> [Trecho do documento]:

Uma compreensão sistêmica-complexa dos processos biológicos pressupõe o

entendimento processual dos eventos que ocorrem no organismo. Para possibilitar essa

mobilização de conhecimento no sentido de “juntar as partes” é preciso que o professor

proporcione um contexto propício. Os resultados do presente trabalho indicam o

potencial de questões de natureza argumentativa no estabelecimento de explicações que

requeiram o pensar sistemicamente.

Percebemos que todos os alunos convergem de alguma forma às questões bioquímicas

subjacentes ao contexto. Essa convergência provavelmente se dá devido à natureza do

contrato de comunicação no qual as questões estão circunscritas: uma avaliação durante

a disciplina de Bioquímica dos Sistemas.

As premissas desenvolvidas apontam para óticas diferentes de observação de Garfield.

Para os que argumentam que dieta é diferente de morte, podemos perceber que as

inferências são basicamente associadas à visão de Garfield como ser biológico, que tem

necessidades nutricionais para a manutenção da vida. Garfield precisa, portanto de uma

dieta balanceada.

Em relação aos que aproximam a ideia de dieta à morte, elementos adicionais são

incorporados ao discurso, além dos aspectos biológicos. Garfield é um organismo que

tem frustrações, sensações e necessidades do ponto de vista psicológico. Além disso,

discorrem que nem sempre uma dieta pode ser benéfica.

As diferentes formas de ver Garfield traçam uma compreensão mais ampla e dialógica

do contexto. O exercício de tentar pensar de forma contextual e tratar com questões

naturalmente complexas requer que os alunos mobilizem seus saberes, que procurem

porquês. Desta forma, podem construir um conhecimento que seja processual,

interligado e principalmente que traga significado em sua compreensão de mundo.

> [Atividade a]: Pode reproduzir do trecho do documento a parte que começa nas palavras que contêm "incorporados ao discurso, além" e termina depois de "pode ser benéfica."?

> [Material de origem]:
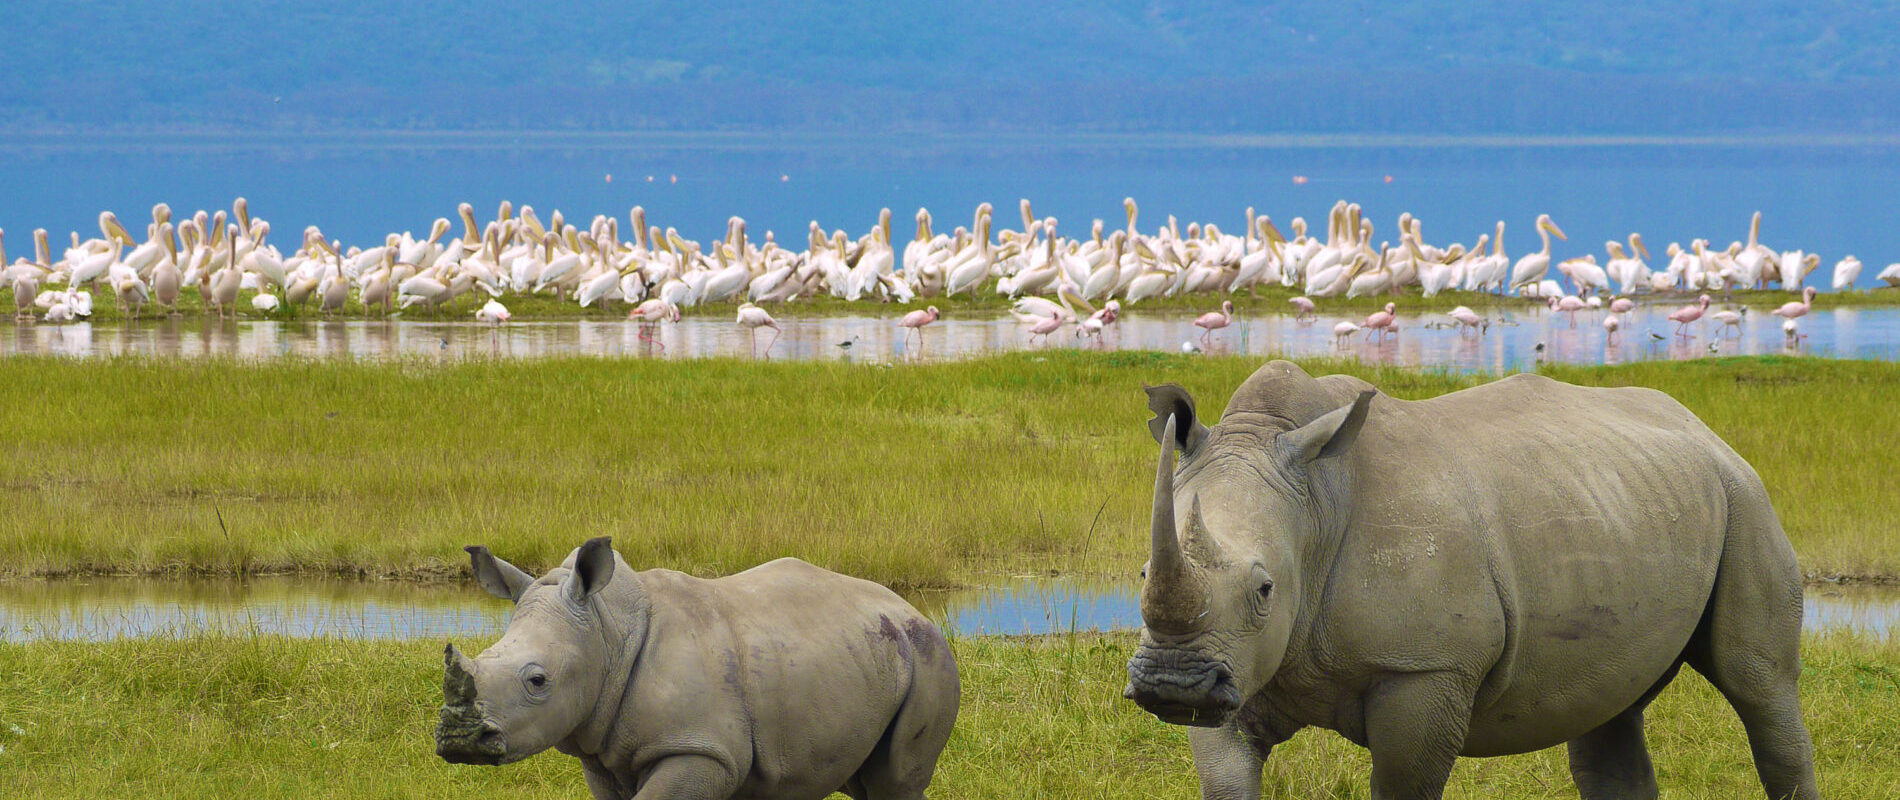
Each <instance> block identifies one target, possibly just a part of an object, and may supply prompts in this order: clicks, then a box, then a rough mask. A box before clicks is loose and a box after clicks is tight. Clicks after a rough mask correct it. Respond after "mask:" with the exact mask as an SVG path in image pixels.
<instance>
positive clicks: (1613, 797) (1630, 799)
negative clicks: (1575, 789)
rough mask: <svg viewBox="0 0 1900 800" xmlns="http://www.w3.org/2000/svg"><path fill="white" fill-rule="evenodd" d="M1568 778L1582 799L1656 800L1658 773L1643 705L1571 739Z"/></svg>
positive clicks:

> [Atividade b]: Como ficam todas as linhas das entradas acima numa tabela Markdown com as colunas Nº e Linha, sem as linhas em branco e sem as imagens?

> [Resposta final a]:
incorporados ao discurso, além dos aspectos biológicos. Garfield é um organismo que

tem frustrações, sensações e necessidades do ponto de vista psicológico. Além disso,

discorrem que nem sempre uma dieta pode ser benéfica.

> [Resposta final b]:
| Nº | Linha |
|---|---|
| 1 | Each <instance> block identifies one target, possibly just a part of an object, and may supply prompts in this order: clicks, then a box, then a rough mask. A box before clicks is loose and a box after clicks is tight. Clicks after a rough mask correct it. Respond after "mask:" with the exact mask as an SVG path in image pixels. |
| 2 | <instance> |
| 3 | positive clicks: (1613, 797) (1630, 799) |
| 4 | negative clicks: (1575, 789) |
| 5 | rough mask: <svg viewBox="0 0 1900 800" xmlns="http://www.w3.org/2000/svg"><path fill="white" fill-rule="evenodd" d="M1568 778L1582 799L1656 800L1658 773L1643 705L1571 739Z"/></svg> |
| 6 | positive clicks: |